■ **Coordinate annotation records**
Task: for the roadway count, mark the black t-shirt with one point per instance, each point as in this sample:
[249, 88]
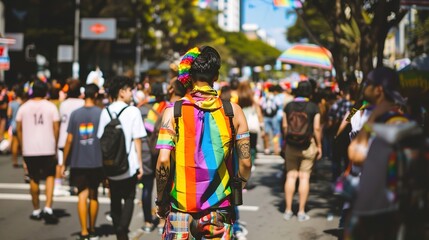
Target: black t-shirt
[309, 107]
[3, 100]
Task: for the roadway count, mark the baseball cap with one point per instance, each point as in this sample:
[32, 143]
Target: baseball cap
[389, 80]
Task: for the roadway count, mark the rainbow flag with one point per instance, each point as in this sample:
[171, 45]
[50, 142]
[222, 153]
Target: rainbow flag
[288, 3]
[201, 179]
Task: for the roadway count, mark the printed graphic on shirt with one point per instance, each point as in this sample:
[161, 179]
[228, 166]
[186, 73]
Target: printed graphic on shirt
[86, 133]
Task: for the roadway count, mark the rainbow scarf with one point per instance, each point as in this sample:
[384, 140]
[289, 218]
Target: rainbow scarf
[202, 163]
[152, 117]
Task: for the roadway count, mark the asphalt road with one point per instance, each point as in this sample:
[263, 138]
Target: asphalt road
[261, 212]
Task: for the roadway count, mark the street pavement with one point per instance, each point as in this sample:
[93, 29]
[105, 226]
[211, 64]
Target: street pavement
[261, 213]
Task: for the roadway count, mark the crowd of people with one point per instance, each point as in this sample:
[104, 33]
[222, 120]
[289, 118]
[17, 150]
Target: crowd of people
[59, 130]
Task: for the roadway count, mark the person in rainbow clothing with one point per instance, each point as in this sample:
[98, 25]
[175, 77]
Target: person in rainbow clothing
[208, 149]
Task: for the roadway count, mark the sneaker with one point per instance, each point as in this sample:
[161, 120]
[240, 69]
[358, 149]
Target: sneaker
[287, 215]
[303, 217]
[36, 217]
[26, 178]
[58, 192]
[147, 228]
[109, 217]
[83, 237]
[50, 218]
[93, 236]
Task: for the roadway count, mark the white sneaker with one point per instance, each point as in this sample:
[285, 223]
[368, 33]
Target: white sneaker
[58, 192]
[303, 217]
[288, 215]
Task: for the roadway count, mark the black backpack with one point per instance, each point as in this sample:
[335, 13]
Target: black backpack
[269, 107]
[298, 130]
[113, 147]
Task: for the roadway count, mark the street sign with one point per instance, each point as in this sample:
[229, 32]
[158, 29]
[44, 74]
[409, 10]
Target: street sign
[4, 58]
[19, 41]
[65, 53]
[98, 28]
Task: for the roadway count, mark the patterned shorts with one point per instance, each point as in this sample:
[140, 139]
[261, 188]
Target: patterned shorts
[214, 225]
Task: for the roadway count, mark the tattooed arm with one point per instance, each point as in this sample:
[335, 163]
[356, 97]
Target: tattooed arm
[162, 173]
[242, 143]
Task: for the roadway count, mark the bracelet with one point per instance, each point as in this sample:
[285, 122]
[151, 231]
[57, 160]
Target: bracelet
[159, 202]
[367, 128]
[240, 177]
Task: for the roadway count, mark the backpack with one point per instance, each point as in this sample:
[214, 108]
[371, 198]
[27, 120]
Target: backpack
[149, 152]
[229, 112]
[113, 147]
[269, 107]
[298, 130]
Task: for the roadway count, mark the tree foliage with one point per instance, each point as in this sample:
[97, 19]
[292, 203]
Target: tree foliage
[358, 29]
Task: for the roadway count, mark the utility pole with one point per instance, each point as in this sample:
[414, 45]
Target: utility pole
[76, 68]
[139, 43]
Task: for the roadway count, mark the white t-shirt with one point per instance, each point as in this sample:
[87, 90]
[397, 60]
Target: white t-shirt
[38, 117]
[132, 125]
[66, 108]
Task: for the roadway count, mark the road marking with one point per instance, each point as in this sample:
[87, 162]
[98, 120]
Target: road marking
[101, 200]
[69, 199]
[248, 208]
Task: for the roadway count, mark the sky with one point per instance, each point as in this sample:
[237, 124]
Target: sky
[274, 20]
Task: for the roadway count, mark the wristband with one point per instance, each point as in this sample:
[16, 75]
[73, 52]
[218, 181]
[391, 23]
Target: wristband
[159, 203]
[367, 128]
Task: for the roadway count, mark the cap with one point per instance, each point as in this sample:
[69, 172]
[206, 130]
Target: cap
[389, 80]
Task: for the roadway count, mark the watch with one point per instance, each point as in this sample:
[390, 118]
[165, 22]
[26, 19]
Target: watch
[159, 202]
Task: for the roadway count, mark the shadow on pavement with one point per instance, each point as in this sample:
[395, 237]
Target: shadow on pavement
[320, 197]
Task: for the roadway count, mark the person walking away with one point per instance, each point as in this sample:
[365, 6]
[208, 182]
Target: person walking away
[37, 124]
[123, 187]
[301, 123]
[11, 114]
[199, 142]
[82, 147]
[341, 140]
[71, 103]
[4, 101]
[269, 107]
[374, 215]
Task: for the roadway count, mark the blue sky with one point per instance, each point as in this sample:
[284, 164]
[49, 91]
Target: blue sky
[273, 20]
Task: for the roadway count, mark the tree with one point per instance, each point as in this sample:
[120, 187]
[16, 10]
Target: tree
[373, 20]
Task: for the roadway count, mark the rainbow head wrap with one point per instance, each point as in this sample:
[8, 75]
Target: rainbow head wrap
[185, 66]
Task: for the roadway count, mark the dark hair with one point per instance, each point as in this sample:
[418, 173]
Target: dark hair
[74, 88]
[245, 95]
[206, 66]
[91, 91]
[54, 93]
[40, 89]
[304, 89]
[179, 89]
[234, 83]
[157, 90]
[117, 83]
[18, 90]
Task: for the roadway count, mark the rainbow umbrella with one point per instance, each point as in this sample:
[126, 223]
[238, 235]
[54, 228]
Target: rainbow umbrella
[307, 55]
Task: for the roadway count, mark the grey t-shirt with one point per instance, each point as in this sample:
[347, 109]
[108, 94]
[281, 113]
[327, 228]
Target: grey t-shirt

■ **Requirements**
Express every line of the material above as a JSON list of strings, one string per line, with blank lines skipped and the pictures left out.

■ **The answer**
[
  "Task: for the roadway count, mark the black t-shirt with one point per instance, each point as in this sample:",
  "[249, 88]",
  "Target: black t-shirt",
  "[309, 107]",
  "[3, 100]",
  "Task: for the roadway count, mark the baseball cap with one point per instance, each point as in this sample:",
  "[32, 143]",
  "Target: baseball cap",
  "[389, 80]",
  "Task: for the roadway count, mark the rainbow flag with one point per instance, each point as in this sample:",
  "[171, 45]",
  "[50, 142]",
  "[222, 153]",
  "Target: rainbow flag",
  "[288, 3]",
  "[201, 179]",
  "Task: for the roadway count, mark the printed graphic on shirt with one point per instance, each point as in this sample:",
  "[161, 179]",
  "[228, 166]",
  "[186, 73]",
  "Target: printed graphic on shirt",
  "[86, 133]",
  "Task: for the roadway count, mark the rainbow scarf with one point per instance, each point as in this sample:",
  "[384, 140]",
  "[289, 218]",
  "Target: rainbow scarf",
  "[202, 163]",
  "[152, 117]",
  "Task: for the roadway count, mark the asphalt road with one point per instance, each point as in this sample:",
  "[263, 138]",
  "Target: asphalt road",
  "[261, 212]",
  "Task: for the roadway count, mark the street pavement with one point per instance, each point as in this sample:",
  "[93, 29]",
  "[105, 226]",
  "[211, 64]",
  "Target: street pavement",
  "[261, 213]",
  "Task: for the roadway count, mark the crowd of people with one point per instance, each point as in this sample:",
  "[104, 33]",
  "[222, 120]",
  "[289, 118]",
  "[17, 150]",
  "Target: crowd of people",
  "[59, 130]",
  "Task: for the roadway count, mark the person in rainbow clothing with one point per instance, each point as in this sample:",
  "[98, 25]",
  "[175, 77]",
  "Target: person in rainbow clothing",
  "[208, 149]",
  "Task: for the roadway count, mark the sneaker with one point per instance, each point as in this sample:",
  "[161, 120]",
  "[240, 69]",
  "[358, 149]",
  "Target: sneaker",
  "[287, 215]",
  "[303, 217]",
  "[36, 217]",
  "[26, 178]",
  "[58, 192]",
  "[147, 228]",
  "[109, 217]",
  "[83, 237]",
  "[50, 218]",
  "[93, 236]",
  "Task: for the roadway count, mark the white sneaker with one point per instance, each point as in this sample:",
  "[285, 223]",
  "[368, 33]",
  "Target: white sneaker",
  "[58, 192]",
  "[303, 217]",
  "[288, 215]",
  "Task: for the roadway count, mark the black backpack with one point per instance, each point as in this sample:",
  "[335, 13]",
  "Target: black backpack",
  "[269, 107]",
  "[298, 130]",
  "[113, 147]",
  "Task: for the roadway count, mark the street sign with one point per instance, each point as in this sample:",
  "[229, 32]",
  "[158, 29]",
  "[44, 74]",
  "[409, 10]",
  "Target: street sign",
  "[4, 58]",
  "[19, 41]",
  "[65, 53]",
  "[98, 28]",
  "Task: for the roadway count, mark the patterned shorts with one point per instance, each point as in this sample:",
  "[140, 139]",
  "[261, 188]",
  "Target: patterned shorts",
  "[214, 225]",
  "Task: for the roadway count, mark the tattooed arm with one point per instance, each point as in this sample:",
  "[335, 163]",
  "[356, 97]",
  "Target: tattooed arm",
  "[162, 173]",
  "[242, 143]",
  "Task: for the roadway count, mark the bracelet with one point per instance, each point as in this sample:",
  "[285, 122]",
  "[151, 231]",
  "[57, 160]",
  "Target: bracelet",
  "[159, 202]",
  "[367, 128]",
  "[240, 177]",
  "Task: for the roadway count, mark the backpack with one point per instance, each point as in this sample:",
  "[214, 108]",
  "[371, 198]",
  "[27, 120]",
  "Target: backpack",
  "[149, 152]",
  "[229, 112]",
  "[113, 147]",
  "[269, 107]",
  "[298, 130]",
  "Task: for the roadway count, mark the tree foliage with one point per instance, each point as in this sample:",
  "[97, 19]",
  "[292, 203]",
  "Target: tree foliage",
  "[358, 29]",
  "Task: for the roadway count, mark the utility pole with one point per instance, each point as in this sample:",
  "[414, 45]",
  "Target: utility pole",
  "[76, 68]",
  "[139, 43]",
  "Task: for the roadway count, mark the white t-shirt with one point per instance, each point as in this sample:",
  "[87, 90]",
  "[397, 60]",
  "Target: white t-shirt",
  "[38, 117]",
  "[132, 125]",
  "[66, 108]",
  "Task: for the roadway count, mark the road marking with one point per instance, each point as in this sample:",
  "[87, 162]",
  "[98, 120]",
  "Target: road marking",
  "[101, 200]",
  "[69, 199]",
  "[248, 208]",
  "Task: for the roadway count, mark the sky with one point per instance, each point as in this sample:",
  "[237, 124]",
  "Target: sky",
  "[274, 20]",
  "Task: for the roadway count, mark the wristband with one point per instance, each point as in this sample:",
  "[16, 75]",
  "[73, 52]",
  "[218, 181]",
  "[391, 23]",
  "Target: wristband",
  "[159, 203]",
  "[367, 128]",
  "Task: for the roadway count, mark the cap with one point per instance, each point as in this sample:",
  "[69, 172]",
  "[206, 130]",
  "Target: cap",
  "[389, 80]",
  "Task: for the roadway count, mark the watch with one point per instance, each point as in this sample:",
  "[390, 118]",
  "[165, 22]",
  "[26, 19]",
  "Target: watch",
  "[159, 202]",
  "Task: for the roadway count, mark the shadow on pavement with one point per instance, each point as in this sample:",
  "[395, 237]",
  "Target: shadow on pavement",
  "[320, 197]",
  "Task: for the roadway count, mark the person walking away with one point per instance, each point as in this sample:",
  "[365, 6]",
  "[208, 182]",
  "Target: person walking away",
  "[37, 124]",
  "[123, 187]",
  "[301, 123]",
  "[11, 114]",
  "[199, 142]",
  "[82, 147]",
  "[341, 140]",
  "[71, 103]",
  "[4, 101]",
  "[269, 107]",
  "[374, 215]",
  "Task: for the roadway count, mark the blue sky with one point per instance, each point as in this sample:",
  "[284, 164]",
  "[49, 91]",
  "Target: blue sky",
  "[273, 20]",
  "Task: for the roadway count, mark the tree with one point per instance, each point as in this sample:",
  "[120, 187]",
  "[16, 10]",
  "Target: tree",
  "[373, 20]",
  "Task: for the roadway count, mark the rainbow head wrap with one point per instance, each point as in this sample:",
  "[8, 75]",
  "Target: rainbow head wrap",
  "[185, 66]",
  "Task: for the roadway count, mark the dark hair with one point per instance, each point as in this sample:",
  "[418, 173]",
  "Target: dark hair",
  "[74, 88]",
  "[245, 95]",
  "[206, 66]",
  "[91, 91]",
  "[54, 93]",
  "[40, 89]",
  "[304, 89]",
  "[179, 89]",
  "[234, 83]",
  "[157, 90]",
  "[117, 83]",
  "[18, 90]",
  "Task: for the roadway count, mark the rainbow umbrella with one point per instance, each point as in this sample:",
  "[126, 223]",
  "[238, 235]",
  "[54, 228]",
  "Target: rainbow umbrella",
  "[307, 55]",
  "Task: for the roadway count, mark the grey t-shirt with one point per instance, each point as in this sample:",
  "[347, 109]",
  "[108, 94]",
  "[281, 113]",
  "[327, 228]",
  "Target: grey t-shirt"
]